== Excerpted text
I was introduced to Tool by watching a video of ‘Sober’, which is not on this album (it’s on ‘Undertow’). There are countless bands who rely on video for TV networks in order to make the first impression and sell. Take the video away and you are often left with dehydrated formulaic rubbish. So you need to evaluate something audibly. Tool blew me away with their sheer audacity, power and talent in arrangement, musicianship, songwriting, innovation and intelligence. They are just an incredible band delivering intense powerful innovative music in a world of mediocre formulaic chaff. Check out the video’s for ‘Stinkfist’ and ‘Aenima’ on You Tube. Both will give you an insight into Tool’s awesome prowess.

Customer Review: An Intense Modern Classic
“Aenima” was a breathe of fresh air amidst a late 90’s mess of post-grunge dribble, arriving nu-metal fiascos and a host of supposedly alternative bands creating rather mundane and tired music. Tool swiped all of this mess aside with this sprawling 77-minute masterpiece.

And yes, I do consider this album a masterpiece - one for the modern generation of rock and metal fans. Not since Pink Floyd’s mid 70’s heyday had a band created something with such thought-provoking intensity and fluid combination of technical ecstasy and outstanding, often complex, song writing. As a result, this album has become my most listened to, most appreciated and simply most adored album.
====
Challenges:
1 - According to the album review, which Tool video first introduced the writer to the band?
2 - In the album review, take the part that opens with the words "And yes, I do" and closes with "most adored album.", and write it out again, substituting "landmark" for "masterpiece".
== Material
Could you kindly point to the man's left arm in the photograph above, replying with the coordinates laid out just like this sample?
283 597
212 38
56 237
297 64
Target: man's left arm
====
== Material
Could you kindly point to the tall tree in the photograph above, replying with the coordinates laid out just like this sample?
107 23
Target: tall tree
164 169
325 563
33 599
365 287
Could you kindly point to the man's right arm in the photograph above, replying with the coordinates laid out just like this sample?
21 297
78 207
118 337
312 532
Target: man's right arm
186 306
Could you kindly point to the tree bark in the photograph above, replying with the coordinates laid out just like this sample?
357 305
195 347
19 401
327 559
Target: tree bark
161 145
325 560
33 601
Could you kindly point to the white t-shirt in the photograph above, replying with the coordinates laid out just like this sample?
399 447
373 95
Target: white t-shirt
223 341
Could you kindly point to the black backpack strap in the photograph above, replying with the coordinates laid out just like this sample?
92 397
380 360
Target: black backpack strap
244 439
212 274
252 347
====
== Material
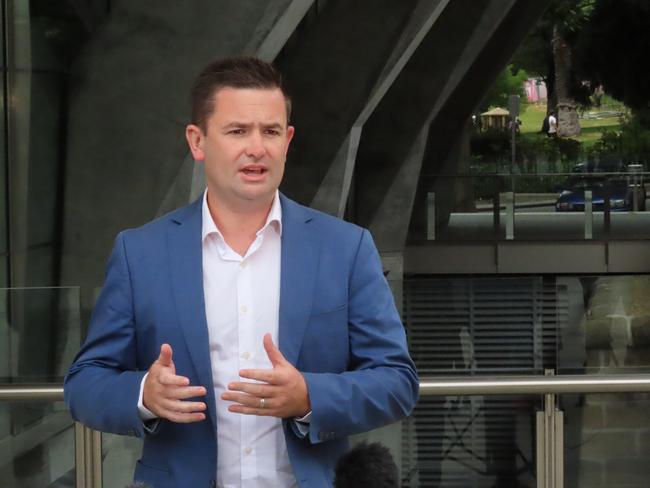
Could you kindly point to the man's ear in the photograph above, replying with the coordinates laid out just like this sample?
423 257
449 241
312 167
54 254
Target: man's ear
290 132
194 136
====
Results:
1 - The video for 'Sober'.

2 -
And yes, I do consider this album a landmark - one for the modern generation of rock and metal fans. Not since Pink Floyd’s mid 70’s heyday had a band created something with such thought-provoking intensity and fluid combination of technical ecstasy and outstanding, often complex, song writing. As a result, this album has become my most listened to, most appreciated and simply most adored album.